> [What the task asks]: Swap "test script" for "UI test" in the lines running from the one that holds "A test script needs to interact with the dark" through the last line, both ends included. Write out only those lines again, with nothing else changed.

━━━ Records supplied ━━━

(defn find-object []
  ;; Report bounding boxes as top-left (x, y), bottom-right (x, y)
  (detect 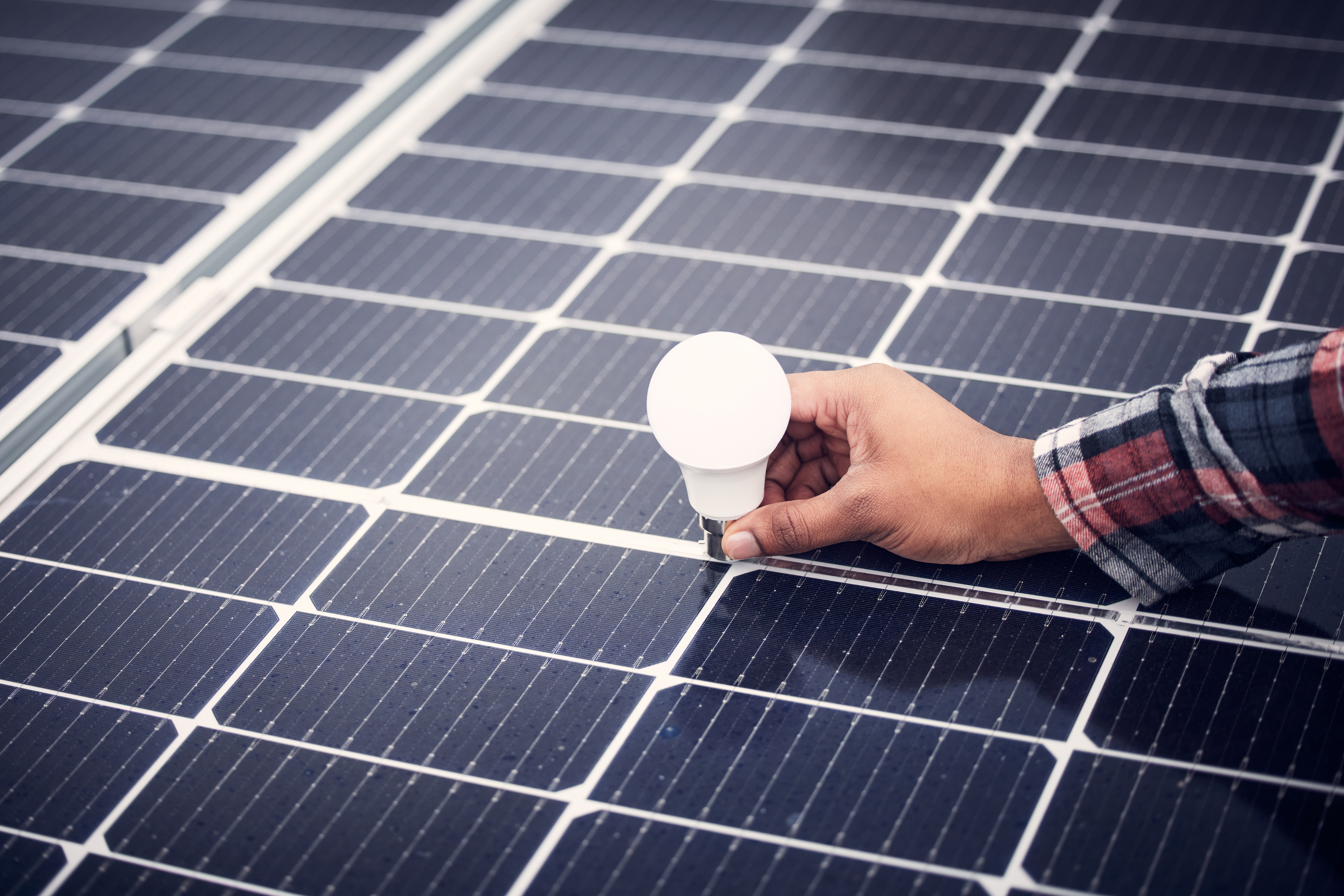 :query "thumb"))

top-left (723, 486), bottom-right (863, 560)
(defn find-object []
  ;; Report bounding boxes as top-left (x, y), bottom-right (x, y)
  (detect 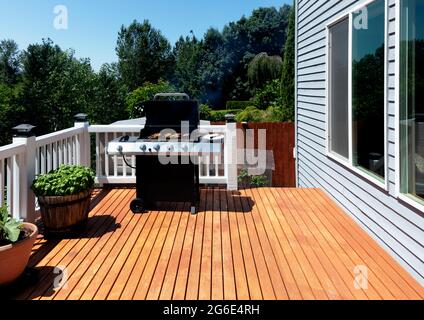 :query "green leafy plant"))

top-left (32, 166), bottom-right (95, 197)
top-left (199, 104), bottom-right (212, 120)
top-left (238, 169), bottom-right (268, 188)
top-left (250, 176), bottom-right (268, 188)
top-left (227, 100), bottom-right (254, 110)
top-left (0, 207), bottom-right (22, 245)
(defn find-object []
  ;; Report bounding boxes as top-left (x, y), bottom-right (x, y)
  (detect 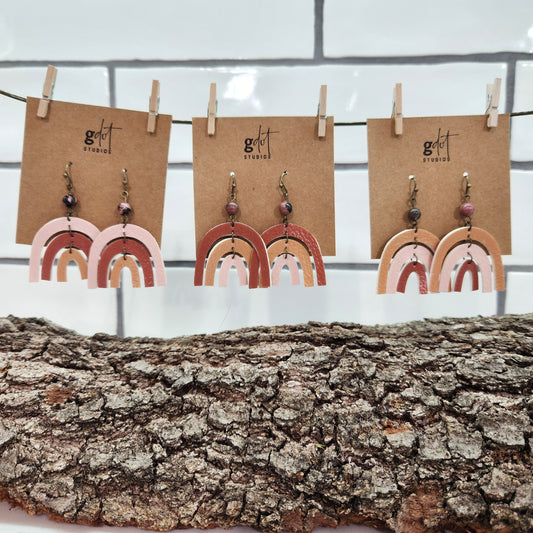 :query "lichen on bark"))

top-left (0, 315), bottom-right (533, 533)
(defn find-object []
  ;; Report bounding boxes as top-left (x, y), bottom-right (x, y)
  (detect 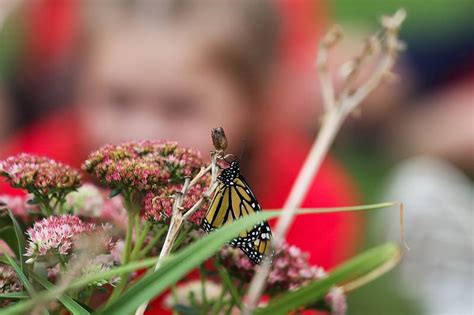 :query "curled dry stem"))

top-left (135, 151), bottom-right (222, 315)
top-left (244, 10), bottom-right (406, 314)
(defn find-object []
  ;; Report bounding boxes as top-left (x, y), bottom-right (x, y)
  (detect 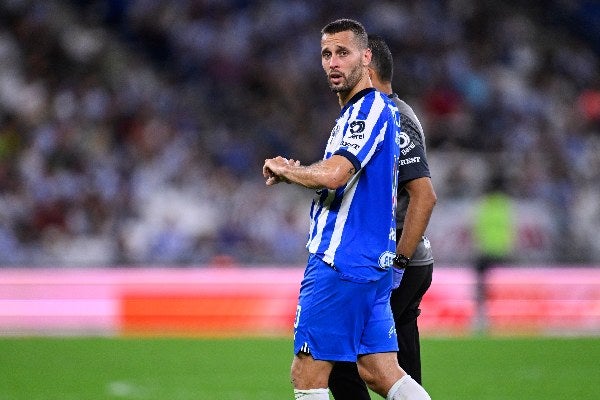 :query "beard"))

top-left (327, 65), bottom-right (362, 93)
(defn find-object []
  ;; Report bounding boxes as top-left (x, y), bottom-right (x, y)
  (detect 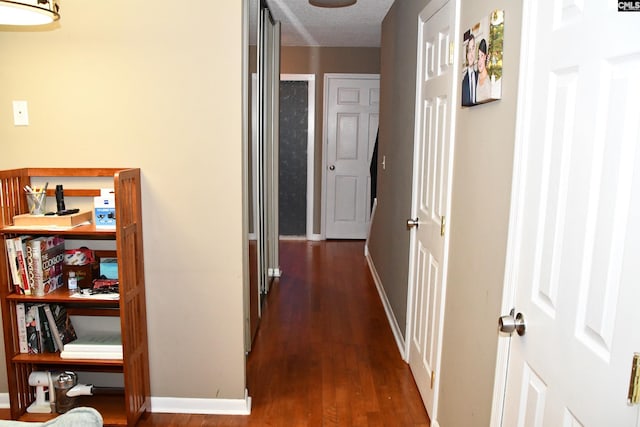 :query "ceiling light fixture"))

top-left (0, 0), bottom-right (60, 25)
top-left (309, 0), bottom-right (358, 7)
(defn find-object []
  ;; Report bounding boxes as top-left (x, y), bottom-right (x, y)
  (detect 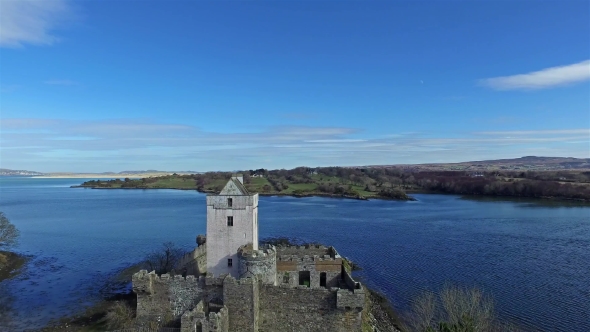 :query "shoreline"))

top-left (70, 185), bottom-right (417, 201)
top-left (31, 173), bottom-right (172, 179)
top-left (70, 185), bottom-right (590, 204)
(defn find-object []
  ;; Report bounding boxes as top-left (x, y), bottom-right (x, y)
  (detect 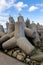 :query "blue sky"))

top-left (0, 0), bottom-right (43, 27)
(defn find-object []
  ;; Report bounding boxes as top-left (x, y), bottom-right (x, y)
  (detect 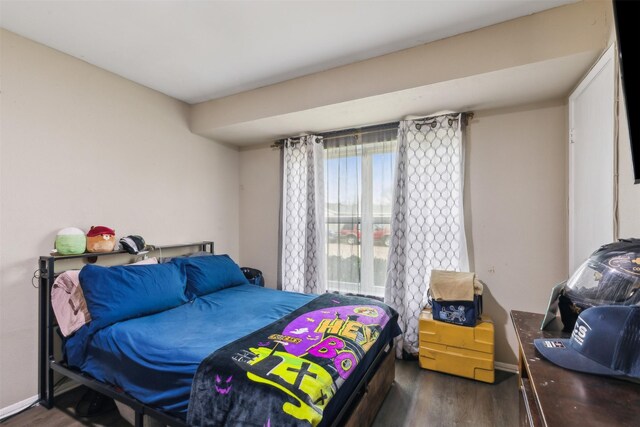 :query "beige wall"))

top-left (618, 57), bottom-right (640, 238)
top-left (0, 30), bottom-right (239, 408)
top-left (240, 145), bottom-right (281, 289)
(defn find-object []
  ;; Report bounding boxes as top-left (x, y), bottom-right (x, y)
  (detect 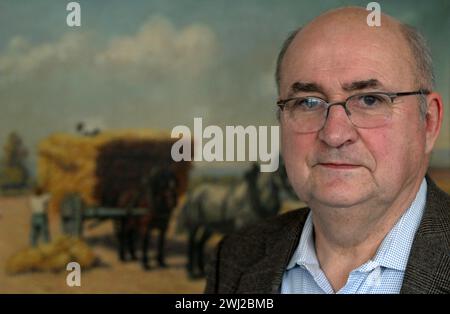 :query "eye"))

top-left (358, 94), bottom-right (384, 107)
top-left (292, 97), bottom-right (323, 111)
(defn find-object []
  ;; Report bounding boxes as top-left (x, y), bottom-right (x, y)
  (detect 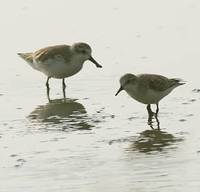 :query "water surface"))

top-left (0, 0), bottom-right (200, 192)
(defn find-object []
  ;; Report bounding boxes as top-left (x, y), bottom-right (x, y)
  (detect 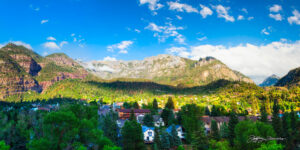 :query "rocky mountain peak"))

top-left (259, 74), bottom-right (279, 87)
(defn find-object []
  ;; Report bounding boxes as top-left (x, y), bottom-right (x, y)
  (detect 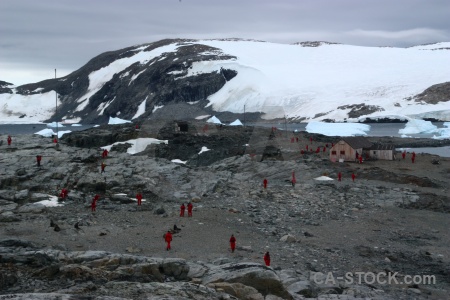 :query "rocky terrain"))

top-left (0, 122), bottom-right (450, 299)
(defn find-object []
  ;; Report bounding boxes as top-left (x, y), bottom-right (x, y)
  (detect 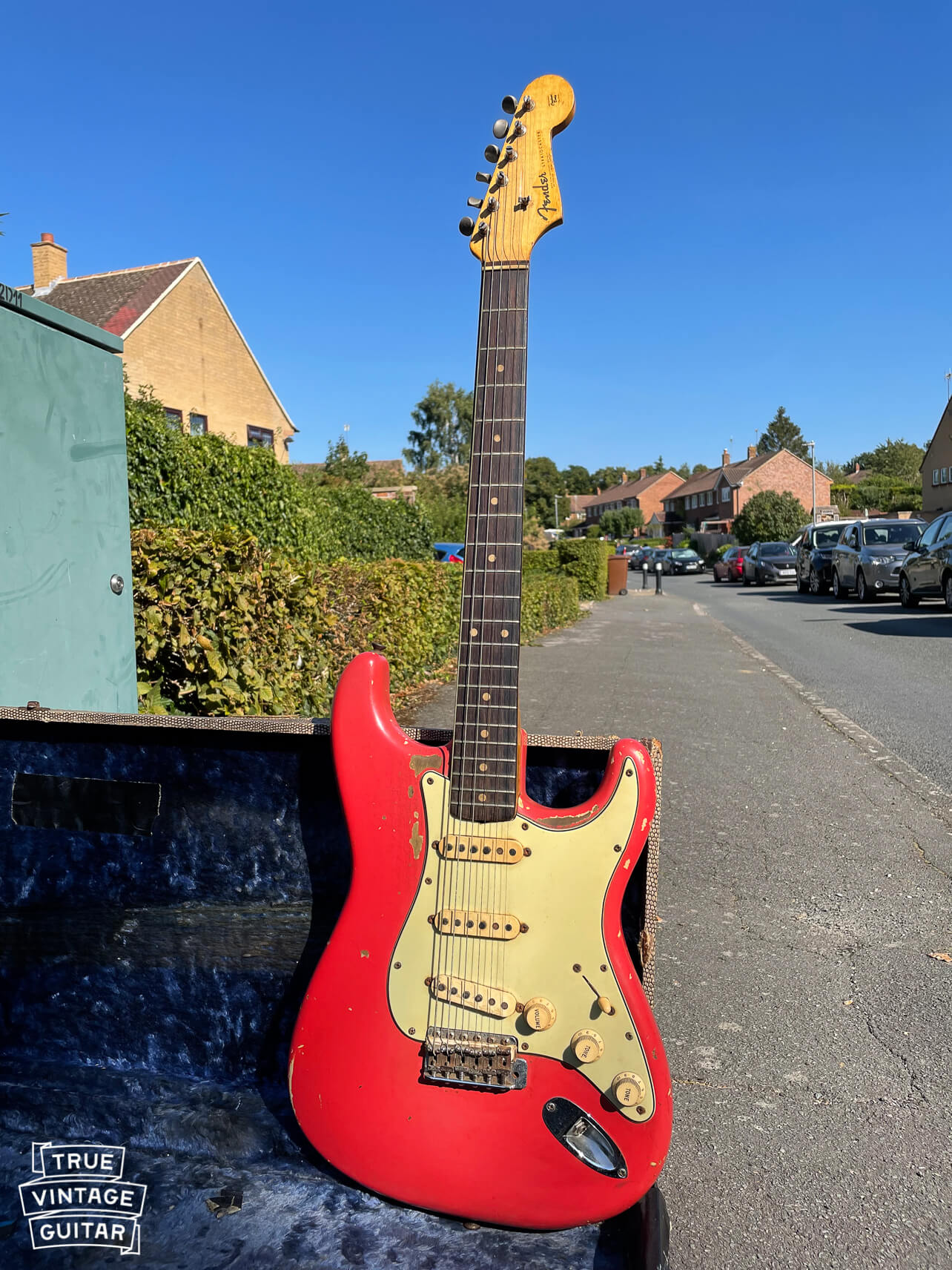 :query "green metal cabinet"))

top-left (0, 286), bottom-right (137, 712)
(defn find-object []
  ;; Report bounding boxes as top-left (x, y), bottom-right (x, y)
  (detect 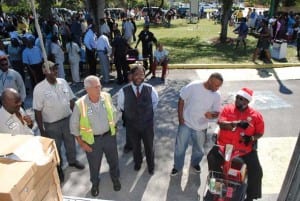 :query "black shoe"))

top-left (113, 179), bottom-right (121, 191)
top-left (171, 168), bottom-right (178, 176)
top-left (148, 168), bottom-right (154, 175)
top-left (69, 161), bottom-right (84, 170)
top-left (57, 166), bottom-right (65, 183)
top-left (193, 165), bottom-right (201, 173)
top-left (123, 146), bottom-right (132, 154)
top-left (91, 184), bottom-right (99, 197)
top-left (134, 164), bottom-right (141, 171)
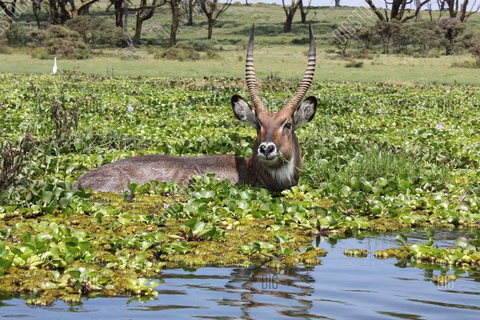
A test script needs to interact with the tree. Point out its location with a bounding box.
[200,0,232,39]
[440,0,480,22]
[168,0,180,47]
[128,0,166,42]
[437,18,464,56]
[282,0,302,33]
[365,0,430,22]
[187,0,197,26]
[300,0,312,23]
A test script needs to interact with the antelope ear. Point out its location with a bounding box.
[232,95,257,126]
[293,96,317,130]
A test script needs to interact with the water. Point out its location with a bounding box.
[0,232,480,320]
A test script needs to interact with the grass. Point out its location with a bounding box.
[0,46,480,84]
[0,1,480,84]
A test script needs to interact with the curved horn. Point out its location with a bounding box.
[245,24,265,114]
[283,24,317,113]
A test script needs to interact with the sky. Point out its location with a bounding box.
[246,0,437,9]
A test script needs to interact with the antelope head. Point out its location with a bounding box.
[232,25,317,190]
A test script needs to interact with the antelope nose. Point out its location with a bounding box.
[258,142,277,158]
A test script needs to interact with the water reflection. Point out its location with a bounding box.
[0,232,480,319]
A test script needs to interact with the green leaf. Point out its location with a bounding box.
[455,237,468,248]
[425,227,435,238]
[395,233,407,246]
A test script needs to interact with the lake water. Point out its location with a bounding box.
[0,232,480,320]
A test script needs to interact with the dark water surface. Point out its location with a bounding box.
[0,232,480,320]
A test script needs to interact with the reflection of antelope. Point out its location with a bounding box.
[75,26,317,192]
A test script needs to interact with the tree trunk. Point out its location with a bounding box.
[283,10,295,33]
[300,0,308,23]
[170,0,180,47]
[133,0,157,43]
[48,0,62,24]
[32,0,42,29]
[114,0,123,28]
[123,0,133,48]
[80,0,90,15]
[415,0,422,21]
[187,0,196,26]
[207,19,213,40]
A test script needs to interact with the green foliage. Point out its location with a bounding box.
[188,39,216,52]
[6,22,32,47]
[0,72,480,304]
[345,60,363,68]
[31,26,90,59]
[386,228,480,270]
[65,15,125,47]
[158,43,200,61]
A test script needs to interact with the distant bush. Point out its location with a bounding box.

━━━

> [Solution to this exercise]:
A UI test needs to interact with the dark water surface. Point out its location with a bounding box.
[0,232,480,320]
A UI test needs to interact with the reflection of antelope. Point out its location with a bounding box.
[75,26,317,192]
A UI test needs to interact with the tree trunk. Point out its location with a bounding box.
[283,10,295,33]
[300,0,308,23]
[170,0,180,47]
[133,0,157,43]
[48,0,62,24]
[32,0,42,29]
[114,0,123,28]
[123,0,133,48]
[80,0,90,15]
[415,0,422,21]
[187,0,196,26]
[207,19,213,40]
A UI test needs to interact with the green foliage. Point out its location with a bounding box.
[188,39,216,52]
[6,22,32,47]
[0,72,480,304]
[345,60,363,68]
[31,26,90,59]
[386,228,480,270]
[65,15,125,47]
[158,43,200,61]
A UI test needs to interact with the distant bush. Point out its location with a bounding box.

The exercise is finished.